Copy the rows from the line with "the gray background." up to and including the line with "325, 360, 524, 419", swapping every "rectangle" for "bounding box" and leaving everything else unchanged.

--- --- ---

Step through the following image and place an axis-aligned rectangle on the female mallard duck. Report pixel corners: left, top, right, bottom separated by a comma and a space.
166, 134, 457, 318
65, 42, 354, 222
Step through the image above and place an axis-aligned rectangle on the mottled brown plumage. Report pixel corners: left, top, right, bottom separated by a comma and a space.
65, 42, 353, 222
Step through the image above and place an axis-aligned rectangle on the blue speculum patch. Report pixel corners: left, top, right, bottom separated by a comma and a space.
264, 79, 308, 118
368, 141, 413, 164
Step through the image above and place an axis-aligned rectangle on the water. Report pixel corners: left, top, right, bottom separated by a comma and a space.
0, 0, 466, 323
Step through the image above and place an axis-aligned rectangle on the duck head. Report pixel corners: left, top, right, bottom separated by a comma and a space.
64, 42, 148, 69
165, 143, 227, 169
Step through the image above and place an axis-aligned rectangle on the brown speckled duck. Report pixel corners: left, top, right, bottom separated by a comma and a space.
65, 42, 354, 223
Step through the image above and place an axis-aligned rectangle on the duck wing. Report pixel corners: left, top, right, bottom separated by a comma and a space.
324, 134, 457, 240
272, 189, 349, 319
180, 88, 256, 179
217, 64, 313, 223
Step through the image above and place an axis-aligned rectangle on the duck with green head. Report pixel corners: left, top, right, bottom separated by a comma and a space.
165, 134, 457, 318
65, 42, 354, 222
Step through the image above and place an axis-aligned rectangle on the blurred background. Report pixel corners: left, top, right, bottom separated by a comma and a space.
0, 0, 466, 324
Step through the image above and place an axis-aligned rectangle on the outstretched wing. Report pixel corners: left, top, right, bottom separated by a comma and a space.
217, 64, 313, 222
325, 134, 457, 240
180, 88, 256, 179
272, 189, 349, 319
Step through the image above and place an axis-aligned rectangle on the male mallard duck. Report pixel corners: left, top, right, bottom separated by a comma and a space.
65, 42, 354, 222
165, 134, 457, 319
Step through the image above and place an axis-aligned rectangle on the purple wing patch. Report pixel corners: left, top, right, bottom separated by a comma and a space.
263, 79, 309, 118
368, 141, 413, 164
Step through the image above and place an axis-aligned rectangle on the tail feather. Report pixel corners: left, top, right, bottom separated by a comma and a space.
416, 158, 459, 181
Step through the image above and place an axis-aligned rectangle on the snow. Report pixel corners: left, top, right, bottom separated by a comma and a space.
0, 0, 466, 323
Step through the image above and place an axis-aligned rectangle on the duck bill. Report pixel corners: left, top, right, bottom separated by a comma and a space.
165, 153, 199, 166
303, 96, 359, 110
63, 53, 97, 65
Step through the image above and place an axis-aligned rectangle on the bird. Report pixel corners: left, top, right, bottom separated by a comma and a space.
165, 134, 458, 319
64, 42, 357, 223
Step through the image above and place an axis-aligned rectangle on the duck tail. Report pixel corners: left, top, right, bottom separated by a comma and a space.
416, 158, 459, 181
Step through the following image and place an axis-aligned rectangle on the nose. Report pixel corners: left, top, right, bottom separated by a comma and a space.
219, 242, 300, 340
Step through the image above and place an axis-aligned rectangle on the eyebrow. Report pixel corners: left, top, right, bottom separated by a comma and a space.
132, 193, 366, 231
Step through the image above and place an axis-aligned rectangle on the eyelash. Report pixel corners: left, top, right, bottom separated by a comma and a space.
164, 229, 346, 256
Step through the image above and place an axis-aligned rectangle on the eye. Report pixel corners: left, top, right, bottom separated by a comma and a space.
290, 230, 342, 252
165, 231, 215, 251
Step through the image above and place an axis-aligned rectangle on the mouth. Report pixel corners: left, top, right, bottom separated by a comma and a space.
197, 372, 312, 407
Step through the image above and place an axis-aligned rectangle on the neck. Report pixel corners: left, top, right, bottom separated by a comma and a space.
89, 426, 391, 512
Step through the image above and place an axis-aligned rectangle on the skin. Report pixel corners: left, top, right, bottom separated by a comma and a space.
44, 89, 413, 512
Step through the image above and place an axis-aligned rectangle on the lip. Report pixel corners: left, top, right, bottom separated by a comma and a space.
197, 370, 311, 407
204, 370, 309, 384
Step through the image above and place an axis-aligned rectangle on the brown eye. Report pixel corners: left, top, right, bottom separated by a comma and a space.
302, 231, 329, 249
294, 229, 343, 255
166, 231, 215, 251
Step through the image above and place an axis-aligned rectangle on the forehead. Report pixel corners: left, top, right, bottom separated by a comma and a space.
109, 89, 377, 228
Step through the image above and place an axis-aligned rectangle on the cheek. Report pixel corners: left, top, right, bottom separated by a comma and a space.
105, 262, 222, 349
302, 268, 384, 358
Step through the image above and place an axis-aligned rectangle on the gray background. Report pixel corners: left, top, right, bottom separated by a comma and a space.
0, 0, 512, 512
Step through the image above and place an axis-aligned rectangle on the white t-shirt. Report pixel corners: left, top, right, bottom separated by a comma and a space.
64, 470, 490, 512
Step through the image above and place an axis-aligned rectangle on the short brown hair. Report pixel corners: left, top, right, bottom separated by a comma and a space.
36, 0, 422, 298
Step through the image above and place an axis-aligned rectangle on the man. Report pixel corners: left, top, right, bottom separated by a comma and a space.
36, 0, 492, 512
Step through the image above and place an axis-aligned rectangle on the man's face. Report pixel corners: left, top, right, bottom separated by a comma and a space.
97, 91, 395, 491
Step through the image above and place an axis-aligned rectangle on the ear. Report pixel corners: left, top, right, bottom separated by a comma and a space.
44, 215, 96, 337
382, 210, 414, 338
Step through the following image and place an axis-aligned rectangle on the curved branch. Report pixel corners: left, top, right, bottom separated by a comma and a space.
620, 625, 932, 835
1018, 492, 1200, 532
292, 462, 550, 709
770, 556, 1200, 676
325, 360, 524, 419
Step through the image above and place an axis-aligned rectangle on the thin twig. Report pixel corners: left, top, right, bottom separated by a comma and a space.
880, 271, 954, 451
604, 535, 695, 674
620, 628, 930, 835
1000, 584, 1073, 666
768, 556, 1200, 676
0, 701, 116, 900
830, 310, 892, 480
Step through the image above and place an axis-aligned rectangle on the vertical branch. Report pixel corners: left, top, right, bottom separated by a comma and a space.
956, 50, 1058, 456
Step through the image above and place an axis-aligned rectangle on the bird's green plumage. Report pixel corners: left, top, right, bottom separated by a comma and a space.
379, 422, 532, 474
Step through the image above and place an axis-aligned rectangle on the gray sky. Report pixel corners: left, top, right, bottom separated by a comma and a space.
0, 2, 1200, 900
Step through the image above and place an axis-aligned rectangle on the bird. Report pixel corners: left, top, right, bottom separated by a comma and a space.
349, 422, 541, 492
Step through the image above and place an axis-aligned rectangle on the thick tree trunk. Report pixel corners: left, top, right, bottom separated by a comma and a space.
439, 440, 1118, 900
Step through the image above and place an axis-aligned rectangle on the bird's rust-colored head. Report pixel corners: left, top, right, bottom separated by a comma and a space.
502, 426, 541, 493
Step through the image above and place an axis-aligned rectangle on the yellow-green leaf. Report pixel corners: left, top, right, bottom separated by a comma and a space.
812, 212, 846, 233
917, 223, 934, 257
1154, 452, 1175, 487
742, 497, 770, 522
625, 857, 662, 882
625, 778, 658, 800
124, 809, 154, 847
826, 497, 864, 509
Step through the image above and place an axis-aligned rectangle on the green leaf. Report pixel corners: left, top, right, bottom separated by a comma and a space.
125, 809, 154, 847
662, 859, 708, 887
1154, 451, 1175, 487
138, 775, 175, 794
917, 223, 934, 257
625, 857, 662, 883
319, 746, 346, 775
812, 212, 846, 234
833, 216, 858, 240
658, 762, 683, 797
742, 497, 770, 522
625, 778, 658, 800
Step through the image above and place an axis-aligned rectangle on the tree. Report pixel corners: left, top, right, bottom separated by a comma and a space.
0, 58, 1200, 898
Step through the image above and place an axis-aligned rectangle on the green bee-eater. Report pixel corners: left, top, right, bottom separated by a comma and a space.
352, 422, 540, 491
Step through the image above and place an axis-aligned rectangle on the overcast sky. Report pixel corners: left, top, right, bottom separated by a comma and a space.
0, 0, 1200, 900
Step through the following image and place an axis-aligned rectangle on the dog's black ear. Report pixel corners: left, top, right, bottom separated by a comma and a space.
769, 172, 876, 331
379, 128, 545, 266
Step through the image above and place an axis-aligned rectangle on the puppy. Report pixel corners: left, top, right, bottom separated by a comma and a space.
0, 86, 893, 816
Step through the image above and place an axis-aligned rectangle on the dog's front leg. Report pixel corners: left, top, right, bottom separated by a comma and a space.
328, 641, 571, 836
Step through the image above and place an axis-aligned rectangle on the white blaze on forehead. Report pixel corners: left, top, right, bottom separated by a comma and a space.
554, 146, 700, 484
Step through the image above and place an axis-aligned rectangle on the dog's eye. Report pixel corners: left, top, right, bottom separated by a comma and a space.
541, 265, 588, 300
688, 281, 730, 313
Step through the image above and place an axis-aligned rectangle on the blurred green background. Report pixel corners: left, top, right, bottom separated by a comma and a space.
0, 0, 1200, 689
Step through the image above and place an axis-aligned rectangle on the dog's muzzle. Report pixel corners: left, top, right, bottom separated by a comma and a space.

--- --- ---

**Exercise output**
Step through the image above and place an axis-aligned bounding box on the gray background. Report pixel corners: left, top, right, bottom separated by a comma and a space.
0, 0, 512, 512
Step through the image above and place an axis-aligned bounding box on the white t-shirt. Report pixel corners: left, top, right, bottom separated by a comma and a space.
64, 470, 490, 512
Step through the image above and place an axis-aligned bounding box on the short brown hair. Report pixel corners: left, top, right, bottom separated by a comma and a space.
36, 0, 422, 298
Step through the image above and place an axis-aligned bounding box on the man. Report pixel corners: left, top, right, bottom separated by a comma and a space.
36, 0, 492, 512
Step through the image above and place an axis-aligned bounding box on the man's face. Report pixel corners: left, top, right, bottom separated by a comma and a space.
97, 91, 395, 491
Step through the image above and place an axis-aligned bounding box on the ear. Report pixel corners: left, top, right, bottom separated by a comma and a space.
44, 215, 96, 337
382, 210, 414, 338
Step through the following image and place an axis-aligned bounding box on the curved branch. Report pixel corners: left, top, right, bottom separated by a comma and a space.
620, 625, 932, 835
1018, 492, 1200, 532
292, 462, 550, 709
770, 556, 1200, 676
325, 360, 524, 419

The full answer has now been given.